**DOCUMENT EXCERPT**.
= = =
There is a rising demand in India to learn the Chinese language, but New Delhi is hardly issuing visa to teachers from China, says Beijing’s top diplomat here.

‘There are no native Chinese teachers to teach the language to Indians since April 2008 despite the growing demand to learn the language,’ Consul General Mao Siwei said in an interview here.

‘The main problem is they don’t get Indian visa easily. They are not directly denied the visa but the procedure is delayed for so long that the teachers ultimately give up,’ Mao told IANS.

The diplomat said the increasing appeal for Chinese language followed rising trade between India and China in recent years.

‘There is a growing demand to learn Chinese among Indian businessmen because English is not our national language and not the medium for instruction too. Very few Chinese in China understand English.’

Asked why he thought India needed Chinese language teachers from China, he said the language was ‘different’ from all others.

‘Chinese is a totally different language and a bit difficult too. Unlike other languages that have several thousand syllables, Chinese has only a few hundred. Hence a lot of them have the same pronunciation. There are same words with different meanings and the difference in meaning is based on tunes.

‘For example, the word ‘ma’ pronounced in four different ways has four meanings – mother, jute plant, horse and quarrel,’ Mao said.

Mao said that Indian teachers of Chinese language cannot give the ‘correct pronunciation that is required for beginners to learn the language as well as be understood by Chinese people’.

According to him, under an agreement by the University Grants Commission (UGC) and the Chinese education ministry, every two years two teachers from China should be sent to India at one or more universities and two teachers from India will go to China to teach Hindi at Beijing University.
= = =
**RECORDS SHOWN**.
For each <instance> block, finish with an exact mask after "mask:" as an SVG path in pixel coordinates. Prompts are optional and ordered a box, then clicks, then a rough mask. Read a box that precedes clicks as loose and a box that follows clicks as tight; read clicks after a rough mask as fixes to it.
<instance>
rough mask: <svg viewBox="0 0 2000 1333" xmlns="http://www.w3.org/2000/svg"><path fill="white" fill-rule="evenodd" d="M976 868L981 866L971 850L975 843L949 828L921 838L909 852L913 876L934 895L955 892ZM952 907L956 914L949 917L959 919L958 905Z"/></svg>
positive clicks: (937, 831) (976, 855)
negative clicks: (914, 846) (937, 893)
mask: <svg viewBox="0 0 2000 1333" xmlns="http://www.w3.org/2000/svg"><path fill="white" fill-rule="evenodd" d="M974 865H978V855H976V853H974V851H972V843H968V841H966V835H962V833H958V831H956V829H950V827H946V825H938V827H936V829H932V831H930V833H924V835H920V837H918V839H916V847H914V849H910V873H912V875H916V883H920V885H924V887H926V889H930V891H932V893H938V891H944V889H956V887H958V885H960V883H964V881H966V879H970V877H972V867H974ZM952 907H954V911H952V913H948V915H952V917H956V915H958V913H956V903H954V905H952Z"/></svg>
= = =
In two sentences, summarize the piece on Chinese language teachers and Indian visas.

Chinese Consul General Mao Siwei says demand among Indians, especially businessmen, to learn Chinese is rising with India-China trade, yet no native Chinese teachers have taught there since April 2008 because visa procedures drag on until the teachers give up. He argues that native teachers are needed because Chinese has many words with the same sound whose meaning depends on how they are pronounced, which Indian teachers cannot render correctly, and he notes that an agreement between the UGC and the Chinese education ministry calls for two teachers to go each way every two years.